Our Asian-inspired mac and cheese with white cheddar is a twist on the tried-and-true favorite, adding Udon noodles, edamame and seaweed garnish for a delicious Asian flare.
I love the fusion of cultures that spills onto the plate – “East meets West”.
I recently stumbled on a video from Now Toronto for a “guu’d style mac ‘n’ cheese” by chef Masaru Ogasawara. Intrigued by how appetizing it looked, I instantly set off to my kitchen to create my own version of the dish – a vegetarian version. After a few trials and errors, I was very happy with the result.
What to expect
Surprisingly, the chopped Udon noodles and the creamy cheese sauce resemble Kraft Dinner, a Canadian fave, with a bit of kick if you add the Wasabi.
This homemade mac and cheese recipe only takes a handful of ingredients and has more nutrient-rich ingredients (broccoli and edamame) than the regular version or the boxed stuff. A big plus for me.
Another plus is that it only takes only 25 minutes to make since it’s not a baked mac and cheese.
I’m not going to lie though. This dish is not low cal although you can make it lighter if you like. It’s rich, creamy and comfort food at its best. It tastes great and it’s an easy recipe to make.
Ingredients – tailored to your taste
Ingredients: Udon noodles, white cheddar cheese, butter, milk, edamame, broccoli, seaweed.
Noodles: Buy fresh or frozen cooked udon noodles which are soft, thick, slightly chewy wheat noodles available at most mainstream or Asian grocery stores. You can, of course, use al dente elbow pasta, like you find in classic mac and cheese, but you will not experience that Asian feel.
Cheese: We use shredded white cheddar cheese for this recipe. You can substitute it with Gruyere, other sharp Cheddar, Fontina, Pepper Jack or Monterey Jack. Or use a combination of two cheeses.
Vegetables: The recipe calls for broccoli florets and edamame. Edamame is often sold in their pods which are green and hairy. See recipe notes for how to cook them. You will have to squeeze the beans out after cooking. Or buy frozen pre-shelled edamame – much easier! Substitute asparagus or fresh baby spinach instead for the broccoli if you like.
Seaweed: This is an edible algae that adds a unique flavor and crunchy texture to the mac and cheese. We use Nori seaweed sheets, shredded.
Wasabi (optional): Most of the wasabi we eat in North America is not genuine and is actually made from horseradish, mustard and food coloring. The smooth spicy green paste gives a nice kick of heat to this dish, but feel free to leave it out.
Half and half: I use part milk and part half and half cream for a rich sauce. But you can use any combination of milk and cream – or even just whole milk or 2% milk for a lower-calorie version. Just use the same total amount of liquid.
How to make mac and cheese Asian style
Step 1: Prep – cut the broccoli into florets, slice the onions, grate the cheese, cut the udon noodles into smaller pieces.

* Aim
Repeat the mac and cheese recipe word for word, beginning at the words "I’m not going" and stopping after "that Asian feel.".

* Data lines
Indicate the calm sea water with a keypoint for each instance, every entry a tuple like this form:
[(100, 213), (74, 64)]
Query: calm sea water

* Written reply
I’m not going to lie though. This dish is not low cal although you can make it lighter if you like. It’s rich, creamy and comfort food at its best. It tastes great and it’s an easy recipe to make.
Ingredients – tailored to your taste
Ingredients: Udon noodles, white cheddar cheese, butter, milk, edamame, broccoli, seaweed.
Noodles: Buy fresh or frozen cooked udon noodles which are soft, thick, slightly chewy wheat noodles available at most mainstream or Asian grocery stores. You can, of course, use al dente elbow pasta, like you find in classic mac and cheese, but you will not experience that Asian feel.